# start of DATA SUPPLIED
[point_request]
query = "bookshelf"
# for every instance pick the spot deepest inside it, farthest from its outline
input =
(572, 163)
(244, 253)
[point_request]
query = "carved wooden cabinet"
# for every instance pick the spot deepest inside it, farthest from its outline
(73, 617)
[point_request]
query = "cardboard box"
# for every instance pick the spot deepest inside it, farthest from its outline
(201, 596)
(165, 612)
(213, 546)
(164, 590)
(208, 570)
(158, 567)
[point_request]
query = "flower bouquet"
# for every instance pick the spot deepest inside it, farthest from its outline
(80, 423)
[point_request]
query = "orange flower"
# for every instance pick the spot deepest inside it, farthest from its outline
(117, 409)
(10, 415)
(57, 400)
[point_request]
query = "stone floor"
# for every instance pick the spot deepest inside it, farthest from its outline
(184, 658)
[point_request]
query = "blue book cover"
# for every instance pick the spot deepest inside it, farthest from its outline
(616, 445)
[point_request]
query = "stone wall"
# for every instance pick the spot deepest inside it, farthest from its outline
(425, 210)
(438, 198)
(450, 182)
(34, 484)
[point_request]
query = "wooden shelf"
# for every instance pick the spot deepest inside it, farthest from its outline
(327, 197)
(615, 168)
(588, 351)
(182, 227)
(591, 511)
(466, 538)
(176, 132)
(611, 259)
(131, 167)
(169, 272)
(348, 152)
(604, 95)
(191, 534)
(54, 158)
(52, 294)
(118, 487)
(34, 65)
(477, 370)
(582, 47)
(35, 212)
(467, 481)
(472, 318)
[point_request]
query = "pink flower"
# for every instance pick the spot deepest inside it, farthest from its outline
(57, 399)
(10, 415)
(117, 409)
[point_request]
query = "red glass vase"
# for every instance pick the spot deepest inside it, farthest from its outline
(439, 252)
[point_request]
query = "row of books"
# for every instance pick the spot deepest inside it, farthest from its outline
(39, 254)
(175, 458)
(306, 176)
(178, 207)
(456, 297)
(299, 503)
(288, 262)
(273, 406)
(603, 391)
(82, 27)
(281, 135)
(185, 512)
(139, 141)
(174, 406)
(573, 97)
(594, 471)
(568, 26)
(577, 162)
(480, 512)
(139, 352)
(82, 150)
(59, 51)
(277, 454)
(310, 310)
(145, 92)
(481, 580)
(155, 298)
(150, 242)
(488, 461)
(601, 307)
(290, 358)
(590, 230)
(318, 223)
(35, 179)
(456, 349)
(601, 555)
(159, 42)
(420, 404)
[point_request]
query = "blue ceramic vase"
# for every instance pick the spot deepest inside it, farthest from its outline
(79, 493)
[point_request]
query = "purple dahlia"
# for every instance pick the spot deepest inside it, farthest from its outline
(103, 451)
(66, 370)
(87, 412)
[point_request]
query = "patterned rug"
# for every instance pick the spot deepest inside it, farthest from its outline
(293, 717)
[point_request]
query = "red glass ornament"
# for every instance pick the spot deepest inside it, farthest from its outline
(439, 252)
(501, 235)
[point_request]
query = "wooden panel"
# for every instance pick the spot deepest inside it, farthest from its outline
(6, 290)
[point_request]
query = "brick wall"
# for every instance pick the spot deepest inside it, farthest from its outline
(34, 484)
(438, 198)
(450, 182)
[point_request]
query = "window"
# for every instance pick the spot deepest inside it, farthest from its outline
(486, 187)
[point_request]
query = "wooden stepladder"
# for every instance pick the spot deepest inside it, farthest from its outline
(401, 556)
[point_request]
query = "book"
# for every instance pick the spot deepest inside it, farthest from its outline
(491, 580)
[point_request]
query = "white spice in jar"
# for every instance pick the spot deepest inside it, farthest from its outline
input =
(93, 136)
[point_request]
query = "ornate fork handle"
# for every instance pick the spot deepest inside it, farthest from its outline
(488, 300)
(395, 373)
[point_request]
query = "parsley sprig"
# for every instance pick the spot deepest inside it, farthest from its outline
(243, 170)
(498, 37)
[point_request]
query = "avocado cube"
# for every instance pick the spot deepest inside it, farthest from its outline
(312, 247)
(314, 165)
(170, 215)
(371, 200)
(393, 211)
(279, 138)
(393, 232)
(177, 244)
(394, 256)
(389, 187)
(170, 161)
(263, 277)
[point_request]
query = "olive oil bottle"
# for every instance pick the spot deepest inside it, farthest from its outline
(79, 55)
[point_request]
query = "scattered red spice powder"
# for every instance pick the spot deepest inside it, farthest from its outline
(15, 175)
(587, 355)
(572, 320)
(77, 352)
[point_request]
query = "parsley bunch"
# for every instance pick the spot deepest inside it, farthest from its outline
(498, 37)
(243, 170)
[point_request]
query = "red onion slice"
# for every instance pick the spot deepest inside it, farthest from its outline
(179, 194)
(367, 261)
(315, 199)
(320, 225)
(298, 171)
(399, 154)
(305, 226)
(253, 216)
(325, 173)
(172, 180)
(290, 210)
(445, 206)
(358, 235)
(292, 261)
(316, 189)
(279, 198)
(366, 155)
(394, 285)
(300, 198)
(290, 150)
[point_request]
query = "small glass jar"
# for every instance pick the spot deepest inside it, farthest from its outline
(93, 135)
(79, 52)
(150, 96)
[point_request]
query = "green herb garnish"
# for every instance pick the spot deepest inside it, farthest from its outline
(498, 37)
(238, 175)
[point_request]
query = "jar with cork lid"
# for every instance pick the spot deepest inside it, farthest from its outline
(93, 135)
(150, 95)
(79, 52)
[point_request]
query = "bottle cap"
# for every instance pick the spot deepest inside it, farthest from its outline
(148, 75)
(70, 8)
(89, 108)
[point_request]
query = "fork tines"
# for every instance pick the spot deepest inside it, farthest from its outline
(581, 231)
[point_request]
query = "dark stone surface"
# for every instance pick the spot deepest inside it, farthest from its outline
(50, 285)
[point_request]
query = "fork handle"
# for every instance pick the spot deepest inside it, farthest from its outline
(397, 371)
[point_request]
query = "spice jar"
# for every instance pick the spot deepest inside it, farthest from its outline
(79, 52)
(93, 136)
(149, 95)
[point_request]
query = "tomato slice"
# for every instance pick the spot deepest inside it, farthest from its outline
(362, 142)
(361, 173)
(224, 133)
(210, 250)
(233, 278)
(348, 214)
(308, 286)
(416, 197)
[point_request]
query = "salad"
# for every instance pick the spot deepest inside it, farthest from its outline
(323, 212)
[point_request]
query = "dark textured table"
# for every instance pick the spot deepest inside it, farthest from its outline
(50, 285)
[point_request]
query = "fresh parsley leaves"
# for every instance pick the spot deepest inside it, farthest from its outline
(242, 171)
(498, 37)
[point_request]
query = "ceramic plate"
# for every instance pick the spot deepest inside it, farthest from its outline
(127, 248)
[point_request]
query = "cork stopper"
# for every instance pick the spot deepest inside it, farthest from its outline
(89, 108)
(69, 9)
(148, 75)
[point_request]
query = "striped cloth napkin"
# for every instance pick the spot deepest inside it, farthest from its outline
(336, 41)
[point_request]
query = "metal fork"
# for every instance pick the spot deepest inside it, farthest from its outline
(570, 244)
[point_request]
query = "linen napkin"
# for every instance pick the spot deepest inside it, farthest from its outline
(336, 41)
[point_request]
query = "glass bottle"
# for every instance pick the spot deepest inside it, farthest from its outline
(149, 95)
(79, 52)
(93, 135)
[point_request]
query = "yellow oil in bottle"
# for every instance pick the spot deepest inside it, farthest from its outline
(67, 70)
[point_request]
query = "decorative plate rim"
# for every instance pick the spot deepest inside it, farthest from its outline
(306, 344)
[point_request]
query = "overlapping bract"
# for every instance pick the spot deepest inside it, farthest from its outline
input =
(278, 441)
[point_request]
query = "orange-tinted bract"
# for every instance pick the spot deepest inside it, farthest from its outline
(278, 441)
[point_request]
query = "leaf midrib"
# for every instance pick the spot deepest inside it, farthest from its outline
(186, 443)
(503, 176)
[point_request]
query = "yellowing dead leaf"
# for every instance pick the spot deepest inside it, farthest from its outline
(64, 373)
# end of DATA SUPPLIED
--- SHORT PROBLEM ---
Please select every line of the rows that contains the string "orange", with case counting in the match.

--- OUTPUT OF THE EXERCISE ---
query = "orange flower"
query = "orange-tinted bract"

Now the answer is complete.